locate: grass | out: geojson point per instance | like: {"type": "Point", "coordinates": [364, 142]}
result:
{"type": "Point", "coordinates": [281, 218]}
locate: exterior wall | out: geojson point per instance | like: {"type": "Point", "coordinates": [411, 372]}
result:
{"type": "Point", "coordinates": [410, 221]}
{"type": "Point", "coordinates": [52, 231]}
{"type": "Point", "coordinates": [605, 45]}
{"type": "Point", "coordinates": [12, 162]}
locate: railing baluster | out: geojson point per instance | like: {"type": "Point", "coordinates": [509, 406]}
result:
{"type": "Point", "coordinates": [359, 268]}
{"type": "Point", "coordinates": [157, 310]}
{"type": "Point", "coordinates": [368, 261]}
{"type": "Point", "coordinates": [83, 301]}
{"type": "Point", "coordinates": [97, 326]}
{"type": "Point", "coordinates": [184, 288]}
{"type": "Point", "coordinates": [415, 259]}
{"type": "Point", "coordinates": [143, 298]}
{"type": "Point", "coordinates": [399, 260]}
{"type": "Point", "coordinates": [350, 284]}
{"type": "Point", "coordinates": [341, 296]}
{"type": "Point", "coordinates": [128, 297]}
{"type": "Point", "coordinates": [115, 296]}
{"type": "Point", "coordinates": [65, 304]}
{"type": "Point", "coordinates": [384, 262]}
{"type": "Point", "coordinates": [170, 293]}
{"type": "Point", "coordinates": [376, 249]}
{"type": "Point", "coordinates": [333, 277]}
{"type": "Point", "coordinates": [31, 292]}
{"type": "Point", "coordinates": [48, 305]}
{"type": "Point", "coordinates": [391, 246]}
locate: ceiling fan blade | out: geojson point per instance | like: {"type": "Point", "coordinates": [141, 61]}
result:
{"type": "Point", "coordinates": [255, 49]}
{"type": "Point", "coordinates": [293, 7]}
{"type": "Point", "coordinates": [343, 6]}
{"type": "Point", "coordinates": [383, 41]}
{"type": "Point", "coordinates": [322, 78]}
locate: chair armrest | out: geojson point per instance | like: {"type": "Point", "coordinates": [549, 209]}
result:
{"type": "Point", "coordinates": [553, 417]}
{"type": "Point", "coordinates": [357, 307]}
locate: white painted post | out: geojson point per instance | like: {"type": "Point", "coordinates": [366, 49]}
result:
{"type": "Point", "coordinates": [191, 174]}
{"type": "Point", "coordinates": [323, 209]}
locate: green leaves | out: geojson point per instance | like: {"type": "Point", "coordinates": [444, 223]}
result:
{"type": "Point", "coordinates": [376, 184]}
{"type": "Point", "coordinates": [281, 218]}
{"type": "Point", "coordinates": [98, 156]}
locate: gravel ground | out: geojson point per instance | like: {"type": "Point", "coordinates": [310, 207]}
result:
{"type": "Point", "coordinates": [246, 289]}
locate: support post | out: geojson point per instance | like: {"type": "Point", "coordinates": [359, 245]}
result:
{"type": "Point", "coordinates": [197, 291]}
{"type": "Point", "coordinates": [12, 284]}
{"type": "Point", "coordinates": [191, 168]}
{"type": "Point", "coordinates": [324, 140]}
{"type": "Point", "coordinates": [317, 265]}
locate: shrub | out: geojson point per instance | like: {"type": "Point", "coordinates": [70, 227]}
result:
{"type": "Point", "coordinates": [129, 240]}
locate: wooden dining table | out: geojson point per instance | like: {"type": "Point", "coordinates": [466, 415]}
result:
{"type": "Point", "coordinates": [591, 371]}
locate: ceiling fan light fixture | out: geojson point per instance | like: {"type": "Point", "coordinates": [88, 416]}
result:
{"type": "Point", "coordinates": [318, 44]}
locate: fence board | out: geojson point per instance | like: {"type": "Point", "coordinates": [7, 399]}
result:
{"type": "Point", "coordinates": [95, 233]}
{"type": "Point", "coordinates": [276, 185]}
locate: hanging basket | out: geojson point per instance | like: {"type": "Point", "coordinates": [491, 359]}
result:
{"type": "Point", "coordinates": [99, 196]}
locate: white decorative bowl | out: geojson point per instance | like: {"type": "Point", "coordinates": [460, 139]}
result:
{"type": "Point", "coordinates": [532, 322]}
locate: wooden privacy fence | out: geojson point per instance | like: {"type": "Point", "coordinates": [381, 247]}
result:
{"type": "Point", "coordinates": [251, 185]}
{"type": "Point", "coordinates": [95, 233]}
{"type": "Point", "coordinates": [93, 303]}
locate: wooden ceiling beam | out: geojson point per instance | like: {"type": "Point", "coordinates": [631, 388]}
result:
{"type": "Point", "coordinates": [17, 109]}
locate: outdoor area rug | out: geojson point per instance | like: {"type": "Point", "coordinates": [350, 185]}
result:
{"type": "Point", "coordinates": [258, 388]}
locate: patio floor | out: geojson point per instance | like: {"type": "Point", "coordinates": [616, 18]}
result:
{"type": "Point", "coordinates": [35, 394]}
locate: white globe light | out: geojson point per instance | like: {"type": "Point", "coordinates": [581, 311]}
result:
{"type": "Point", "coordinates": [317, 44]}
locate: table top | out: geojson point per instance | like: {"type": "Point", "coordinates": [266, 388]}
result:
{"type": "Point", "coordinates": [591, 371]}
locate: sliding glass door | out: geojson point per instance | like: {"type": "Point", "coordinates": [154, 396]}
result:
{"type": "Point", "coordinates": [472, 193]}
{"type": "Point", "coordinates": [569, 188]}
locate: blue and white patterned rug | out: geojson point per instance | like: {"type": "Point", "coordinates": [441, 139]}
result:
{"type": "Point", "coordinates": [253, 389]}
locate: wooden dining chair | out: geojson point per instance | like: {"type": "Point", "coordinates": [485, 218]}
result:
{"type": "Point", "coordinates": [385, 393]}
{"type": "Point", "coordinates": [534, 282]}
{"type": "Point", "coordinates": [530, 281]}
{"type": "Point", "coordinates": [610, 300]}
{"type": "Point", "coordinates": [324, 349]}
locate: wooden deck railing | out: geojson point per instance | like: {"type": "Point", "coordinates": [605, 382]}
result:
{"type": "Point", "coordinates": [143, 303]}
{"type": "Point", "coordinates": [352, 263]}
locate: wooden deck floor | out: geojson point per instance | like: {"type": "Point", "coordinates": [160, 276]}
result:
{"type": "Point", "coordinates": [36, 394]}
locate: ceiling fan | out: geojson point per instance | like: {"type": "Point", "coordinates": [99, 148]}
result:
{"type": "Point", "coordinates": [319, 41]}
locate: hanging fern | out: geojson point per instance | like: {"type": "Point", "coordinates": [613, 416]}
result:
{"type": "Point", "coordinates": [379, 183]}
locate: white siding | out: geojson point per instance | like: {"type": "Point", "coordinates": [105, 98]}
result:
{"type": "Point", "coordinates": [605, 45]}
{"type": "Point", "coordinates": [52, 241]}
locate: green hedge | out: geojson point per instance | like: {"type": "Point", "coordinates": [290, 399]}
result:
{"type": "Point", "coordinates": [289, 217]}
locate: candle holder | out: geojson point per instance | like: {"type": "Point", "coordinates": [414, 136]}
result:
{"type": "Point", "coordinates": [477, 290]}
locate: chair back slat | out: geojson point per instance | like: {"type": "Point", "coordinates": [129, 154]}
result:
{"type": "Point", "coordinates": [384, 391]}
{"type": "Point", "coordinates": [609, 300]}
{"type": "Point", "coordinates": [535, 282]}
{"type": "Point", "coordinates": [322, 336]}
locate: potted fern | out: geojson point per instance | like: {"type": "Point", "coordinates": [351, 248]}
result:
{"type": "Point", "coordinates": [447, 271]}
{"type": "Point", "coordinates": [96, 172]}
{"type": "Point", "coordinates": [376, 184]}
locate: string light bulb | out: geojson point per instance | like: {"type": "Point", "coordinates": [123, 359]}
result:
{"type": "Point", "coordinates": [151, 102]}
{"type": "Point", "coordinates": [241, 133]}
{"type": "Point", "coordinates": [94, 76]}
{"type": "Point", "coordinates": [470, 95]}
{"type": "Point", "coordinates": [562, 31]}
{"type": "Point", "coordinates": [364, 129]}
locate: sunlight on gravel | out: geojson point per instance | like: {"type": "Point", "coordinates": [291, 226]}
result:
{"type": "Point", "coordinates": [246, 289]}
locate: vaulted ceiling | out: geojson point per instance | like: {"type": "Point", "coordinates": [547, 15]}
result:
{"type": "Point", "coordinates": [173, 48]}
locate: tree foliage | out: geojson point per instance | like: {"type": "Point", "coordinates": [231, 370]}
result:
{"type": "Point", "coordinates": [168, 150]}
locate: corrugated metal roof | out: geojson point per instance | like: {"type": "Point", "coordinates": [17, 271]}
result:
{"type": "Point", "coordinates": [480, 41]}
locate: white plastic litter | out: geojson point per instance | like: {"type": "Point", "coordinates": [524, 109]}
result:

——

*DIRECTIONS FOR THIS TASK*. Write out a verbatim copy of the data, beginning with its first line and ending with the line that contains "locate: white painted".

*TASK SOLUTION*.
locate: grass | out: geojson point per instance | like: {"type": "Point", "coordinates": [364, 142]}
result:
{"type": "Point", "coordinates": [281, 218]}
locate: exterior wall | out: geojson point per instance | like: {"type": "Point", "coordinates": [411, 372]}
result:
{"type": "Point", "coordinates": [410, 221]}
{"type": "Point", "coordinates": [52, 231]}
{"type": "Point", "coordinates": [605, 45]}
{"type": "Point", "coordinates": [12, 162]}
locate: railing baluster | out: geojson point per instance | like: {"type": "Point", "coordinates": [509, 406]}
result:
{"type": "Point", "coordinates": [359, 268]}
{"type": "Point", "coordinates": [157, 310]}
{"type": "Point", "coordinates": [368, 261]}
{"type": "Point", "coordinates": [83, 301]}
{"type": "Point", "coordinates": [97, 326]}
{"type": "Point", "coordinates": [184, 288]}
{"type": "Point", "coordinates": [415, 259]}
{"type": "Point", "coordinates": [143, 298]}
{"type": "Point", "coordinates": [399, 260]}
{"type": "Point", "coordinates": [350, 284]}
{"type": "Point", "coordinates": [341, 296]}
{"type": "Point", "coordinates": [128, 297]}
{"type": "Point", "coordinates": [115, 296]}
{"type": "Point", "coordinates": [65, 304]}
{"type": "Point", "coordinates": [384, 262]}
{"type": "Point", "coordinates": [170, 293]}
{"type": "Point", "coordinates": [376, 249]}
{"type": "Point", "coordinates": [333, 277]}
{"type": "Point", "coordinates": [31, 292]}
{"type": "Point", "coordinates": [48, 305]}
{"type": "Point", "coordinates": [391, 246]}
locate: ceiling fan blade | out: geojson point per instance | like: {"type": "Point", "coordinates": [141, 61]}
result:
{"type": "Point", "coordinates": [255, 49]}
{"type": "Point", "coordinates": [293, 7]}
{"type": "Point", "coordinates": [343, 6]}
{"type": "Point", "coordinates": [383, 41]}
{"type": "Point", "coordinates": [322, 78]}
locate: chair armrest | out: geojson point per instance | like: {"type": "Point", "coordinates": [549, 209]}
result:
{"type": "Point", "coordinates": [553, 417]}
{"type": "Point", "coordinates": [357, 307]}
locate: white painted post | out: geojson point per instance | like: {"type": "Point", "coordinates": [366, 49]}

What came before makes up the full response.